> _GIVEN TEXT_:
────────────────────────────────────────

Also known as: God of Death, Reaper 2.0

Voiced by: Nobunaga Shimazaki (Japanese, TV anime), Ian Sinclair (English) Foreign VAs

https://static.tvtropes.org/pmwiki/pub/images/5911b43c_9aac_4ae4_b433_77f8abc3523d.jpeg
Click here to see his real face

"No human being is capable of taking down the Reaper. Inversely, human beings are the Reaper's preferred prey."

Said to be the best assassin in the world. Enigmatic to the point where even other assassins know little about him. He remains a mythic figure for much of the manga, but eventually starts targeting other hitmen with the intention of working his way up to Class 3-E and Koro-sensei.


  • The Ace: He's the undisputed master of every possible skill relating to assassination, including several that most assassins don't even consider.
  • Adapted Out: He was left out of the live action movie. Instead, Shiro takes the role of Koro-sensei 2.0.
  • Alas, Poor Villain: After defeating him for the last time, Koro-sensei apologizes to him for not raising him properly, which ultimately led to his betrayal, and comforts him in his final moments by promising to him that, should they meet again in another life, he would Raise Him Right This Time.
  • Arc Villain: From Chapter 98-110, he is Class 3-E's enemy.
  • Badass Longcoat: Fitting for someone whose Japanese name "Shinigami" means "God of Death", since he doesn't wear a robe.

────────────────────────────────────────

[Detection examples]
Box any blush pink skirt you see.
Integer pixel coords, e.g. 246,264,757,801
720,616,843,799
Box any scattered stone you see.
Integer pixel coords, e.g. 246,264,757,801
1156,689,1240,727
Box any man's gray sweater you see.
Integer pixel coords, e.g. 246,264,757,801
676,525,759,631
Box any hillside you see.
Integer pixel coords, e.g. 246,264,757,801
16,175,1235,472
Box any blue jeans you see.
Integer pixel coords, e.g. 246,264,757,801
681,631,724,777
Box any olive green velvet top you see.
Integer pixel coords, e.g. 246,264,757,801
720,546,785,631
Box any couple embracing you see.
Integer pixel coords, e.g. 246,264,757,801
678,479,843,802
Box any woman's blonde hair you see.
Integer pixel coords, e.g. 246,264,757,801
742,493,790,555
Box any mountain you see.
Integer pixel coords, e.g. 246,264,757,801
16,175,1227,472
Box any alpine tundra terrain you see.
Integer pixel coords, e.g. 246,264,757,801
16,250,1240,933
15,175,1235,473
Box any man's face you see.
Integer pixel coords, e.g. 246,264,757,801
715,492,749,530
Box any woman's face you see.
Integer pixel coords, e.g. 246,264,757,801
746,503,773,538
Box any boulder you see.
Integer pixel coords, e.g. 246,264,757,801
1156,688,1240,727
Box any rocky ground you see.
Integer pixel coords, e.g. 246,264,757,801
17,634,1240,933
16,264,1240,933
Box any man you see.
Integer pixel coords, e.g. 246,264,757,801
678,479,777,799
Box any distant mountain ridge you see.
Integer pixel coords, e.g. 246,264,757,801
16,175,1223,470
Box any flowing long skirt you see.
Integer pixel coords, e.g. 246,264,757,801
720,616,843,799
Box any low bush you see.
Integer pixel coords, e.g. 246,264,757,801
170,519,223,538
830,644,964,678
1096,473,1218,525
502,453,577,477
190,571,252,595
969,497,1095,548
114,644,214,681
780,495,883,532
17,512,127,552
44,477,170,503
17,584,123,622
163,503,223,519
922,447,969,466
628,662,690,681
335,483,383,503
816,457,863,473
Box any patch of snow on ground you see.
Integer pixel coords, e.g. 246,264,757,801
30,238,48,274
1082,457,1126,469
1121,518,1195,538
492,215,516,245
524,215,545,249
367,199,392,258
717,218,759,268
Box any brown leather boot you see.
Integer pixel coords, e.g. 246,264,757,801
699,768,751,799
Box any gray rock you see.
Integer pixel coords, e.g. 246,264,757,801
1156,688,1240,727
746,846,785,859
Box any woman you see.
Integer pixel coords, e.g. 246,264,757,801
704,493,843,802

────────────────────────────────────────

> _JOBS_:
1) Reproduce the passage of the Reaper profile between "Said to be the" and "of Koro-sensei 2.0.", inclusive.
2) In the Reaper profile, who is listed as the Reaper's English voice actor?
3) List every trope name that opens a bulleted entry in the Reaper profile.

> _FULL SOLUTIONS_:
1)
Said to be the best assassin in the world. Enigmatic to the point where even other assassins know little about him. He remains a mythic figure for much of the manga, but eventually starts targeting other hitmen with the intention of working his way up to Class 3-E and Koro-sensei.


  • The Ace: He's the undisputed master of every possible skill relating to assassination, including several that most assassins don't even consider.
  • Adapted Out: He was left out of the live action movie. Instead, Shiro takes the role of Koro-sensei 2.0.

2) Ian Sinclair

3)
The Ace
Adapted Out
Alas, Poor Villain
Arc Villain
Badass Longcoat